МАТЕРИАЛ ДЛЯ ЗАДАНИЯ:

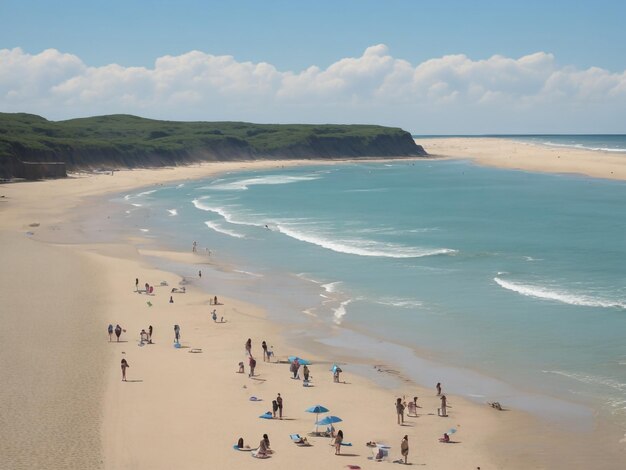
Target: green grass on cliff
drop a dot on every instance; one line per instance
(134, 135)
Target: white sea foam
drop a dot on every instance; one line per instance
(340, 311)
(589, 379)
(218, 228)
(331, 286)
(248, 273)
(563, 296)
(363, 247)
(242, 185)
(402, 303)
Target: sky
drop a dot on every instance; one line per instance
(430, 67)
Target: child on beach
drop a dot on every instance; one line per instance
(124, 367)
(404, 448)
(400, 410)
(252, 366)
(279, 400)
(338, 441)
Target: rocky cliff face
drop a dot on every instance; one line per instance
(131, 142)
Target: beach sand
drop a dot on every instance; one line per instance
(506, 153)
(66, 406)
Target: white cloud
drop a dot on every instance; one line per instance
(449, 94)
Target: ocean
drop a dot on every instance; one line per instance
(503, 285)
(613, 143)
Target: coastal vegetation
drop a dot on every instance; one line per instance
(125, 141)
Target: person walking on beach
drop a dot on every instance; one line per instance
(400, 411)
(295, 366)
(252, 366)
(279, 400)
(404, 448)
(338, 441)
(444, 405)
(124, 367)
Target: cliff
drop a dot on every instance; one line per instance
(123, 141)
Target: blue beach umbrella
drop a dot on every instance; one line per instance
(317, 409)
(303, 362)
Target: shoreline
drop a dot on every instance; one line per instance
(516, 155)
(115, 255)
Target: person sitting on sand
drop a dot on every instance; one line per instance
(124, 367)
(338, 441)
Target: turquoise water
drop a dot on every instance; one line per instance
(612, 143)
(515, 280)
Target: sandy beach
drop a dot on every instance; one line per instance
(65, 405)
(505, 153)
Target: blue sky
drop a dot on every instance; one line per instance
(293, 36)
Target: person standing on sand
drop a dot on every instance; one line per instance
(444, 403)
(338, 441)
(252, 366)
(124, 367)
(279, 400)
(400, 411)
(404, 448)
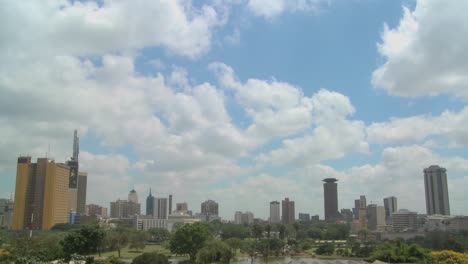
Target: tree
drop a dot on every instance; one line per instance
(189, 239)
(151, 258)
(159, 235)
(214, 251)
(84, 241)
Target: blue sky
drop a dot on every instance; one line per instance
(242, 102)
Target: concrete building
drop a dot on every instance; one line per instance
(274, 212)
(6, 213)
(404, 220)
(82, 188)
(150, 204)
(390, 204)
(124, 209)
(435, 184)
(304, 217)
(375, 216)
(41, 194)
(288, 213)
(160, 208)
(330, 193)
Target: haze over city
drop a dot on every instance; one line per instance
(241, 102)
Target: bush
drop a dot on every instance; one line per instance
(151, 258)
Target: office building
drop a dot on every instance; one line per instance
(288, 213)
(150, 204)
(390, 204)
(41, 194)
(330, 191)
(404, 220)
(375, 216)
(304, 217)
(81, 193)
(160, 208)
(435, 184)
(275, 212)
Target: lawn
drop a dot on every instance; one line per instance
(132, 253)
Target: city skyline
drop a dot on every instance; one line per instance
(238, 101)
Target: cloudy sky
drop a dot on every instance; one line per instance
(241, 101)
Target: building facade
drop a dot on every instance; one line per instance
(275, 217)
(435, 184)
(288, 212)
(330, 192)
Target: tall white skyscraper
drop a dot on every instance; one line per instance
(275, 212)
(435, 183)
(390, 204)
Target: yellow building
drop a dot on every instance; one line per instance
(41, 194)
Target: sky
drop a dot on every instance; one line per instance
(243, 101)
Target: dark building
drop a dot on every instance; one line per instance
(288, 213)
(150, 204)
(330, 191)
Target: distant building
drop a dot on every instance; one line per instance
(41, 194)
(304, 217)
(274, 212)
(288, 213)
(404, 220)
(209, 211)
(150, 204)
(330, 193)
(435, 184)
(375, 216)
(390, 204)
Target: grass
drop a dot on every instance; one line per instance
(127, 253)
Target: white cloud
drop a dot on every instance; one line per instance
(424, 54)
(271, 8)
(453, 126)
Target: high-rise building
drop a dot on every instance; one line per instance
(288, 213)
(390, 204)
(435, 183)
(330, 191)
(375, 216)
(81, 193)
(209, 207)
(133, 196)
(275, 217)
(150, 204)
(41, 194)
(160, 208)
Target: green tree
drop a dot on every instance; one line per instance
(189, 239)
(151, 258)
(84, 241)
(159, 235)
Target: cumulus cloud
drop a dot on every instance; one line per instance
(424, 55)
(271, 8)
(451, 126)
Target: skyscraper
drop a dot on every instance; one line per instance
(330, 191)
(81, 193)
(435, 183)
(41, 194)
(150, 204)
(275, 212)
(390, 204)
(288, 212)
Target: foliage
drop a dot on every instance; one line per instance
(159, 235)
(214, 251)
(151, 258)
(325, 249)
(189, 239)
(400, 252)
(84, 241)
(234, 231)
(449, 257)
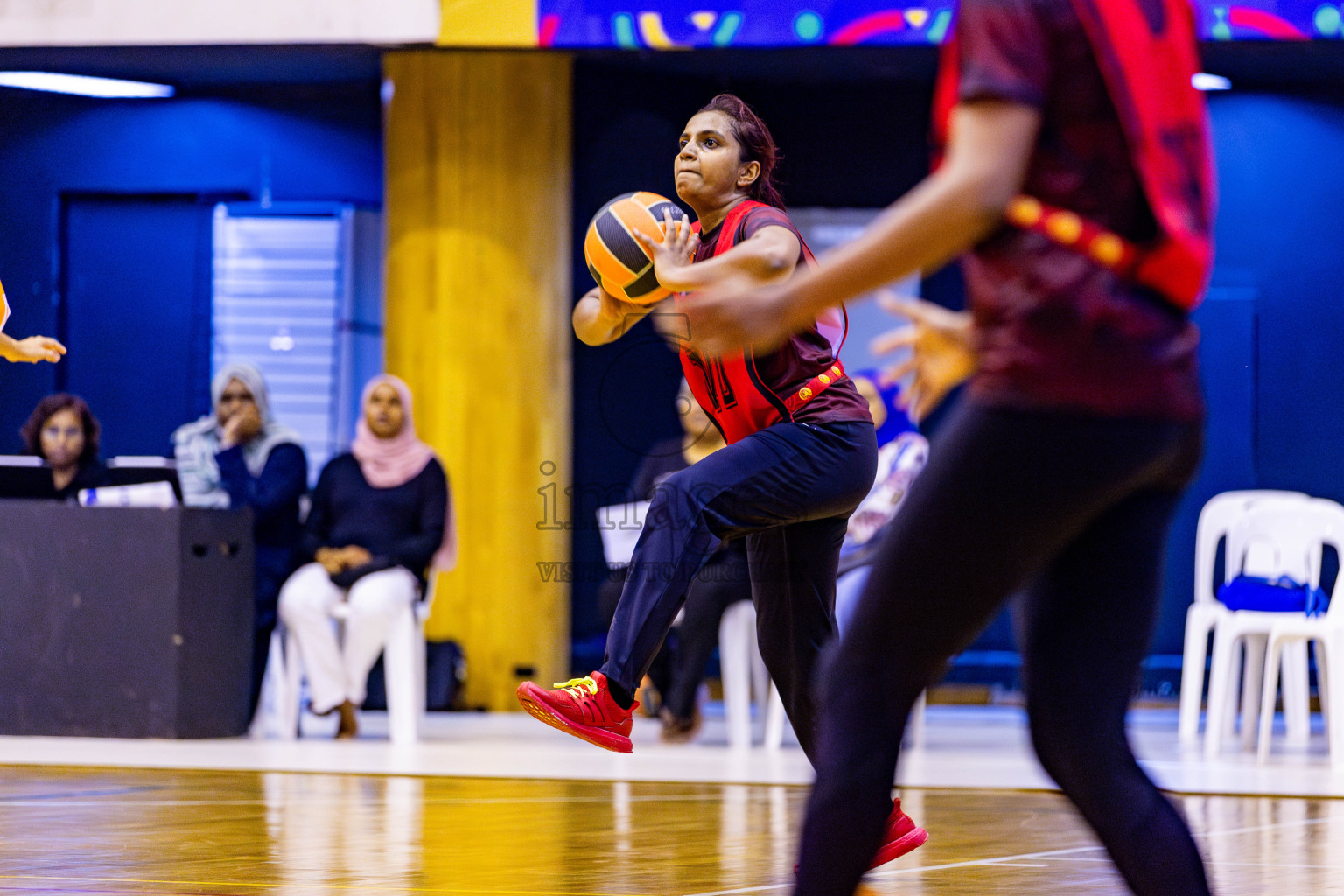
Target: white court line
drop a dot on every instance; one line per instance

ОПИСАНИЕ ЗАДАНИЯ: Перепишите все записи выше, заменив «drop a dot on every instance» на «place a point on each instance» и оставив остальное без изменений. Картинки в ответ не включайте.

ОЖИДАЕМЫЙ РЕЗУЛЬТАТ:
Target: green grass on cliff
place a point on each instance; one line per instance
(134, 135)
Target: white sea foam
place a point on each instance; one line per instance
(340, 311)
(589, 379)
(218, 228)
(331, 286)
(248, 273)
(563, 296)
(363, 247)
(242, 185)
(402, 303)
Target: sky
place a point on each instance; one line per instance
(430, 67)
Target: child on beach
place a point on each instance; one line per instance
(124, 367)
(404, 448)
(400, 410)
(252, 366)
(279, 400)
(338, 441)
Target: rocky cliff face
place a point on each instance; one line per instance
(131, 142)
Target: beach sand
place a point on each instance; one line per instance
(506, 153)
(66, 406)
Target: white cloud
place a point on each instance; one line per instance
(449, 94)
Target: ocean
place a point on each instance; one line per instance
(503, 285)
(613, 143)
Target: coastal vegetation
place a point on each instance; one line per instance
(125, 141)
Target: person walking on beach
place a point on each instance; one line per instance
(400, 411)
(295, 366)
(252, 366)
(279, 400)
(404, 448)
(338, 441)
(444, 405)
(124, 367)
Target: cliff
place a point on each instance; one line per instance
(123, 141)
Target: blue beach umbrella
place a point on each instance; one line per instance
(317, 409)
(303, 362)
Target: shoreline
place a point on each instance; one line per instance
(516, 155)
(115, 255)
Target: person sitting on sand
place a point on each instance; one line per instance
(124, 367)
(338, 441)
Target: turquoise water
place a point on each instance; one line per instance
(612, 143)
(515, 280)
Target: sandy beach
place a point on each instance; one line per instance
(65, 405)
(505, 153)
Target: blue sky
place a point on each instance; one line per instance
(293, 36)
Target: person standing on sand
place a point on each instance; one line per instance
(444, 403)
(338, 441)
(252, 366)
(124, 367)
(279, 400)
(400, 411)
(404, 448)
Target: tree
place a point on each instance; one line per instance
(189, 239)
(151, 258)
(159, 235)
(214, 251)
(84, 241)
Target: blue sky
place a point on each instance; one line per instance
(242, 102)
Target: concrete building
place a point on each instance; one line per instance
(274, 212)
(6, 213)
(404, 220)
(82, 188)
(150, 204)
(390, 204)
(124, 209)
(435, 184)
(304, 217)
(375, 216)
(41, 194)
(288, 213)
(160, 208)
(330, 193)
Target: haze over city
place a point on each instance; one line per instance
(241, 102)
Target: bush
place a point on each instance; one line per instance
(151, 258)
Target: office building
place a point on each instance; one line per instance
(288, 213)
(150, 204)
(390, 204)
(41, 194)
(330, 191)
(404, 220)
(375, 216)
(304, 217)
(81, 193)
(160, 208)
(435, 184)
(275, 212)
Target: lawn
place a point on each instance; one line per instance
(132, 253)
Target: city skyline
place a point on each instance; one line per instance
(238, 101)
Target: cloudy sky
place a point on each instance; one line per instance
(241, 101)
Target: building facade
place a point on each instance; one line per instance
(275, 217)
(435, 184)
(288, 212)
(330, 192)
Target: tall white skyscraper
place a point on each instance; one line per instance
(275, 212)
(435, 183)
(390, 204)
Target: yellow building
place a point on each instance; one line per instance
(41, 194)
Target: sky
place a point on each instance; one line per instance
(243, 101)
Target: dark building
place a point on each instance; one line per instance
(288, 213)
(150, 204)
(330, 191)
Target: distant building
place a point on each instance; one line per instance
(41, 194)
(304, 217)
(274, 212)
(288, 213)
(404, 220)
(209, 211)
(150, 204)
(330, 193)
(435, 184)
(375, 216)
(390, 204)
Target: grass
place a point on each instance; one line per instance
(127, 253)
Target: white cloud
place a point on each instance; one line per instance
(424, 54)
(271, 8)
(453, 126)
Target: high-rise building
place a point on each instance; one line per instance
(288, 213)
(390, 204)
(435, 183)
(330, 191)
(375, 216)
(81, 193)
(209, 207)
(133, 196)
(275, 217)
(150, 204)
(41, 194)
(160, 208)
Target: green tree
place a point on each instance; one line per instance
(189, 239)
(151, 258)
(84, 241)
(159, 235)
Target: cumulus cloud
place a point on each instance; one line per instance
(424, 55)
(271, 8)
(451, 126)
Target: skyscraper
place a point on each instance; one line per instance
(330, 191)
(81, 193)
(435, 183)
(41, 194)
(150, 204)
(275, 212)
(390, 204)
(288, 212)
Target: foliage
place a point on each instance; one line per instance
(159, 235)
(214, 251)
(151, 258)
(325, 249)
(189, 239)
(400, 252)
(84, 241)
(234, 231)
(449, 257)
Target: white court line
place a point on each instance; one line per instance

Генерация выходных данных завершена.